··· Dataset extract

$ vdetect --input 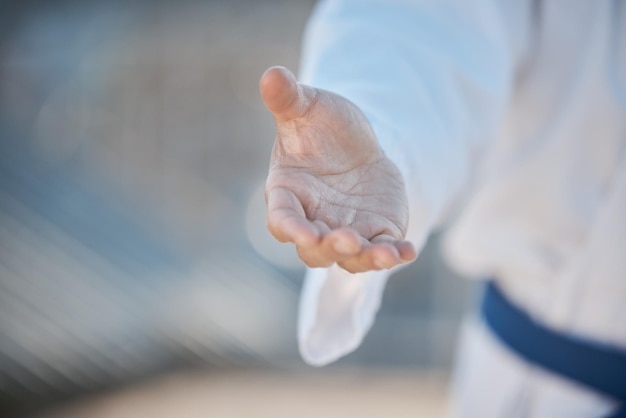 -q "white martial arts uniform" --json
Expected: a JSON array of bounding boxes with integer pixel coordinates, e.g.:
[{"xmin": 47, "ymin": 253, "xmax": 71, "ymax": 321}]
[{"xmin": 299, "ymin": 0, "xmax": 626, "ymax": 418}]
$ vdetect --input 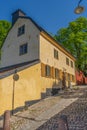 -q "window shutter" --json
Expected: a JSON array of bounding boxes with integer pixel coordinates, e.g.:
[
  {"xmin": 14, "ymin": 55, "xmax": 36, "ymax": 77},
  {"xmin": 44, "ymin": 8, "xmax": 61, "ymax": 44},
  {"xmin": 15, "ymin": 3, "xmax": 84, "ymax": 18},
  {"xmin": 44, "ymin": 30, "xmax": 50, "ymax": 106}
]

······

## Instructions for the task
Select every line of the rows above that contains the string "xmax", treating uppercase and lowercase as distinct.

## Problem solution
[{"xmin": 47, "ymin": 253, "xmax": 71, "ymax": 321}]
[{"xmin": 299, "ymin": 0, "xmax": 626, "ymax": 418}]
  {"xmin": 14, "ymin": 55, "xmax": 36, "ymax": 77},
  {"xmin": 44, "ymin": 8, "xmax": 61, "ymax": 44},
  {"xmin": 15, "ymin": 3, "xmax": 84, "ymax": 18},
  {"xmin": 44, "ymin": 30, "xmax": 50, "ymax": 106}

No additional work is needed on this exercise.